▶ Aim of the exercise
The whole listing is to be transcribed exactly as it stands.

▶ Supplied material

--- START ---

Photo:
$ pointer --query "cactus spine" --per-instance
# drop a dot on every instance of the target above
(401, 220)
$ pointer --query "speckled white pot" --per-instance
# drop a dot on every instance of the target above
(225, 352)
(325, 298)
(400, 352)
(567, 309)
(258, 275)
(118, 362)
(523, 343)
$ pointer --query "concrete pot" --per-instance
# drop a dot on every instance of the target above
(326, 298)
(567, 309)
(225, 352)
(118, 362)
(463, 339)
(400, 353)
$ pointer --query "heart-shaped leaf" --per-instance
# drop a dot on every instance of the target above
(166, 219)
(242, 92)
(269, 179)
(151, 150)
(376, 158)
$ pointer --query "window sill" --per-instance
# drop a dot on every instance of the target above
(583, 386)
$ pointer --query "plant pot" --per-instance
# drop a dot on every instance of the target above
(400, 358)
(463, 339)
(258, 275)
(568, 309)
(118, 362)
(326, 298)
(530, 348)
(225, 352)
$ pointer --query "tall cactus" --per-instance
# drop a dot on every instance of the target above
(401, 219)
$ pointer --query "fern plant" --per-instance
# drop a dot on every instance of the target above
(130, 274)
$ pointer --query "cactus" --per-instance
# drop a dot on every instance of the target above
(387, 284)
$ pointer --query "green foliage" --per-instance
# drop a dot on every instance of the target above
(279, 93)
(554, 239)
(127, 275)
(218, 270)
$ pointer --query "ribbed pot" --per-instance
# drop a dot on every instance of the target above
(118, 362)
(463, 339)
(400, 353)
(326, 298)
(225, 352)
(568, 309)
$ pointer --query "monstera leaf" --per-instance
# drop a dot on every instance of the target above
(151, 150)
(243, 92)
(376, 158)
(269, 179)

--- END ---

▶ Exercise response
Photo:
$ pointer --query "cactus spine" --per-instance
# drop a dot on every instance of the target above
(401, 220)
$ pointer --query "speckled white pot" --per-instance
# drop a dot on every instance of the target above
(225, 352)
(325, 298)
(400, 352)
(567, 309)
(258, 275)
(118, 362)
(523, 343)
$ pointer --query "concrete pot" --per-instance
# drop a dot on every instance of the target above
(326, 298)
(567, 309)
(225, 352)
(118, 362)
(463, 339)
(400, 353)
$ pointer --query "heart-shaped leaf" --per-instance
# drop a dot on every instance of the target above
(166, 219)
(242, 92)
(269, 179)
(151, 150)
(376, 158)
$ pointer --query "window sill" --per-instance
# drop a dot on every instance of the target above
(583, 386)
$ pointer --query "plant pot" --per-instance
# drop a dot on every instance of the target above
(400, 358)
(463, 339)
(258, 275)
(568, 309)
(118, 362)
(326, 298)
(530, 348)
(225, 352)
$ pointer --query "tall cactus" --per-instance
# drop a dot on every instance of the target above
(401, 219)
$ pointer --query "fern plant" --per-instance
# drop a dot on every instance of the target above
(130, 274)
$ pointer --query "cactus" --per-instance
# drop a dot on every instance of the target above
(387, 284)
$ pointer --query "green foliage" --per-instance
# drop a dot on every instance of the target above
(279, 93)
(554, 239)
(127, 275)
(218, 270)
$ pointer --query "ribbed pot" --per-instance
# drop a dot on every instance of the target above
(118, 362)
(463, 339)
(400, 353)
(326, 298)
(225, 352)
(568, 309)
$ pointer --query "monstera leaf" --per-instance
# drop a dot on every instance of the target above
(151, 150)
(243, 92)
(376, 158)
(269, 179)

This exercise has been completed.